* Written exercise *
Identify every line in the data below that contains the word "green", and copy each of those lines.

* Available records *
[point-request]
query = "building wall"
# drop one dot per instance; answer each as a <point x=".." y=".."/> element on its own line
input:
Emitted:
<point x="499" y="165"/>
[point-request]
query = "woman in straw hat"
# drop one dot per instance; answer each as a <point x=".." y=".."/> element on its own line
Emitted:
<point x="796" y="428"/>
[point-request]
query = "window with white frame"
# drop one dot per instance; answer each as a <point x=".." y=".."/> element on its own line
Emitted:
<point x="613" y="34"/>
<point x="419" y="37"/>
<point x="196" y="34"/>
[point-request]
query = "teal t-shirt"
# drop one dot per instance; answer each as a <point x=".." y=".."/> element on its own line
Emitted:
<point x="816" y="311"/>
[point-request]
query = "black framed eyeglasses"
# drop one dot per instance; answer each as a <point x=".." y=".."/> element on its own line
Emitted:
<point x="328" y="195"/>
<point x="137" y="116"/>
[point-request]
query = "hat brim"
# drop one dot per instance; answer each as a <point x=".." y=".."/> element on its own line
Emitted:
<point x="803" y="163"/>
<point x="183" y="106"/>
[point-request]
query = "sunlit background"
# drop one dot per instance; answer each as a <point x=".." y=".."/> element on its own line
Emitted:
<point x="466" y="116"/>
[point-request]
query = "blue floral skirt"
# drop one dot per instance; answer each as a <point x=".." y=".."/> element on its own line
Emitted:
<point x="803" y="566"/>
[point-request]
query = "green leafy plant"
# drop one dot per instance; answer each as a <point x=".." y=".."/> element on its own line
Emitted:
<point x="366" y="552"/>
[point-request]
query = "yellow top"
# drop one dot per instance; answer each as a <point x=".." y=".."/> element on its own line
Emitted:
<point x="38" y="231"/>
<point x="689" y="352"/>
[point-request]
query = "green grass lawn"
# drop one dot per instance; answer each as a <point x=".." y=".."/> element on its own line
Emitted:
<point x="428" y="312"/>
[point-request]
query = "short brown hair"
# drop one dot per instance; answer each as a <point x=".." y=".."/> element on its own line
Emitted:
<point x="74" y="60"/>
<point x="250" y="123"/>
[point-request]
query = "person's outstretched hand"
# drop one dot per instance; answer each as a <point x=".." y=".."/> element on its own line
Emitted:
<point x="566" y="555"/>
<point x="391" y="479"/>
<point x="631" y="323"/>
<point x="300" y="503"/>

* The output *
query = "green leafy plant"
query = "green grass lawn"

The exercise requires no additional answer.